- [Dataset records]
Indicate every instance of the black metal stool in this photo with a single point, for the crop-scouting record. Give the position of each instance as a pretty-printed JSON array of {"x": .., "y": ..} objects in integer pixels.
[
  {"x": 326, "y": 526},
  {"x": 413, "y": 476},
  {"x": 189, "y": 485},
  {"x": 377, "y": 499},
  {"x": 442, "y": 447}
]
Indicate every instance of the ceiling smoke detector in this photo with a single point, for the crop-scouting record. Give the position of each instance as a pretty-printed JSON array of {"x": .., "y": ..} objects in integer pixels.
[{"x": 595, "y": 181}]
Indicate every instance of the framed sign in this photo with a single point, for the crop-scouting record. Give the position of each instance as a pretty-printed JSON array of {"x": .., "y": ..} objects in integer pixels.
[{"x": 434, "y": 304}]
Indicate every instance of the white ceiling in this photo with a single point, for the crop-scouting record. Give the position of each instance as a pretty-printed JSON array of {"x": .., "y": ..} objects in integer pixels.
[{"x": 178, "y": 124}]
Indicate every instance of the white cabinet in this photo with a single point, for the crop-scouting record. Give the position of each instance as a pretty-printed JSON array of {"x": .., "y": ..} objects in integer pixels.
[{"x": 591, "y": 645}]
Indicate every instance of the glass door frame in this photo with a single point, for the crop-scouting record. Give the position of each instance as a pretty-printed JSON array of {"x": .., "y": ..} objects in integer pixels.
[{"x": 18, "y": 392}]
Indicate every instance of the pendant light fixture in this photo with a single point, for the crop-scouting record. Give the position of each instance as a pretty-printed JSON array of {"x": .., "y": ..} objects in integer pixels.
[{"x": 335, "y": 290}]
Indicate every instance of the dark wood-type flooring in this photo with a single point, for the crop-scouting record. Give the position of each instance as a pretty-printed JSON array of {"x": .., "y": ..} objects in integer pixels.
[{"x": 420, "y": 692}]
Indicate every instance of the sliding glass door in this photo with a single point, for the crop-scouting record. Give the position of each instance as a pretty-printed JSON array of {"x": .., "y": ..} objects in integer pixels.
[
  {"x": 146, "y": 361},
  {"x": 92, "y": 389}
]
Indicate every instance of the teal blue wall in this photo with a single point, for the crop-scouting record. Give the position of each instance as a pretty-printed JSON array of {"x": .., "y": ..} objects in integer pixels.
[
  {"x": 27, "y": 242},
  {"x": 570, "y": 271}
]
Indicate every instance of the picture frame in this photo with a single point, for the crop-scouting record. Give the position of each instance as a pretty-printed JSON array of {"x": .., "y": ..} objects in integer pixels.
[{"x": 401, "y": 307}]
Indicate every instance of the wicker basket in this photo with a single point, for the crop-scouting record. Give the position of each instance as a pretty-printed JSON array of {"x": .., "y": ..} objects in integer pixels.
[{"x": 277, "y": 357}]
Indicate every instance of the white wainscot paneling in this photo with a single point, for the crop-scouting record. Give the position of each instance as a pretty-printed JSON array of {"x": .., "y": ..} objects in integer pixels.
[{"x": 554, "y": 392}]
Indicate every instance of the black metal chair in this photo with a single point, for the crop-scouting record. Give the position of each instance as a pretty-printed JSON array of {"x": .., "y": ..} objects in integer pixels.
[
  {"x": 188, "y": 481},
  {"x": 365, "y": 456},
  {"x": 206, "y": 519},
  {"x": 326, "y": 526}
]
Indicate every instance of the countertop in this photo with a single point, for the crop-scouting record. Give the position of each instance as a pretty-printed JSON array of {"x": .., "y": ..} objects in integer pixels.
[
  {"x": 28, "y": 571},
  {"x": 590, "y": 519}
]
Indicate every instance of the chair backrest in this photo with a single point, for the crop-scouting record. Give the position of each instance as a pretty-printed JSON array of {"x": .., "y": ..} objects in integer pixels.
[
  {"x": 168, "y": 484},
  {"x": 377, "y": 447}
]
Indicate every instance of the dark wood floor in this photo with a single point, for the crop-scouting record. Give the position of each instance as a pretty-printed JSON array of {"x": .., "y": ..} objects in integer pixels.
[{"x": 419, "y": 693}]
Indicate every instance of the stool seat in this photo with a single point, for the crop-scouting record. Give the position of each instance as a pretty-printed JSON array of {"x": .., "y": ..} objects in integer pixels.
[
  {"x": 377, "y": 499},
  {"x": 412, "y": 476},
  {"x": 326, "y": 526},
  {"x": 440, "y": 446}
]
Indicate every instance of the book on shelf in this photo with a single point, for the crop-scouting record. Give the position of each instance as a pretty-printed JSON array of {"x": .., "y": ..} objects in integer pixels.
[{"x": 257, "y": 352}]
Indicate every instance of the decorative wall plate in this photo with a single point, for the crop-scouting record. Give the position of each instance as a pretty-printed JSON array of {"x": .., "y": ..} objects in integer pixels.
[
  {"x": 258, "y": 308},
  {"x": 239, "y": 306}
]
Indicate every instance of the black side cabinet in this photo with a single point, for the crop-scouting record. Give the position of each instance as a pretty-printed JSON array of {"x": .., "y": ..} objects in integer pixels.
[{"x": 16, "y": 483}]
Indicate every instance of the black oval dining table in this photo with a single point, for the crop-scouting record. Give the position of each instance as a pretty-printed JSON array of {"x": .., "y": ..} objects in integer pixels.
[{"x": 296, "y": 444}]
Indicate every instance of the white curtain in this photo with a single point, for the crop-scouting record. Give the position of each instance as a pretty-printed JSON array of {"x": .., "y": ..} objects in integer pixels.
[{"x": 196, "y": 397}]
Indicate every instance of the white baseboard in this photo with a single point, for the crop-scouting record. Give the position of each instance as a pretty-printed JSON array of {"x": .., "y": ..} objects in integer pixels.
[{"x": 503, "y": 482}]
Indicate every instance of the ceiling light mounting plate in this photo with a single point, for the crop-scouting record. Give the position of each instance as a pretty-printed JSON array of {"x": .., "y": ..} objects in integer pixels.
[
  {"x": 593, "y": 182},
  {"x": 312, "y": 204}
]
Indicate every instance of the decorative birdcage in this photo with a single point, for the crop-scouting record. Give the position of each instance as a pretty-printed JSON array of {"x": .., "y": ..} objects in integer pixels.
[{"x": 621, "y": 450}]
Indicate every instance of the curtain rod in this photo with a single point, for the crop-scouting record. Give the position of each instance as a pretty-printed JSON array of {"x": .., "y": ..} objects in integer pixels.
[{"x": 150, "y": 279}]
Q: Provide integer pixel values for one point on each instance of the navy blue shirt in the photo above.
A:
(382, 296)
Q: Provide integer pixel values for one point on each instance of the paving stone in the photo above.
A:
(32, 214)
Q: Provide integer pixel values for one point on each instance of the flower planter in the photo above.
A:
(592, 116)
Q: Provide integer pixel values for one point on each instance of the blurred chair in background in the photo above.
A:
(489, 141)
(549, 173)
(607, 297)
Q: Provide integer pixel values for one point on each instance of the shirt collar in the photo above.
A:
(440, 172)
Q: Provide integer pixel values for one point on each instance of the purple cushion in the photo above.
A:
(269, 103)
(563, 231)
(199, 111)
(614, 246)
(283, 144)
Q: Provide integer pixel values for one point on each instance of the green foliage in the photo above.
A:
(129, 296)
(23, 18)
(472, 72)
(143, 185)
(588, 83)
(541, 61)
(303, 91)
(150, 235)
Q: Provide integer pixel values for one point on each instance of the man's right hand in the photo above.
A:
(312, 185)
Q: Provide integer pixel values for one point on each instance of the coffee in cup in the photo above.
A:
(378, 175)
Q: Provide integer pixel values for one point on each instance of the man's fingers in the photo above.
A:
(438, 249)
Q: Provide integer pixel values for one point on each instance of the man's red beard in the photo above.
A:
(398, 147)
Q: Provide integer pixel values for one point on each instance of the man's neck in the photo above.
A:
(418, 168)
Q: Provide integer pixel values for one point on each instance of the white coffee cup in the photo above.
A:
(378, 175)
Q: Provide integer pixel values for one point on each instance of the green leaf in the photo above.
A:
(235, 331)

- [Task] From the records above, count the lines that contain "coffee". Only the number should be written.

- [Output for this exercise] 2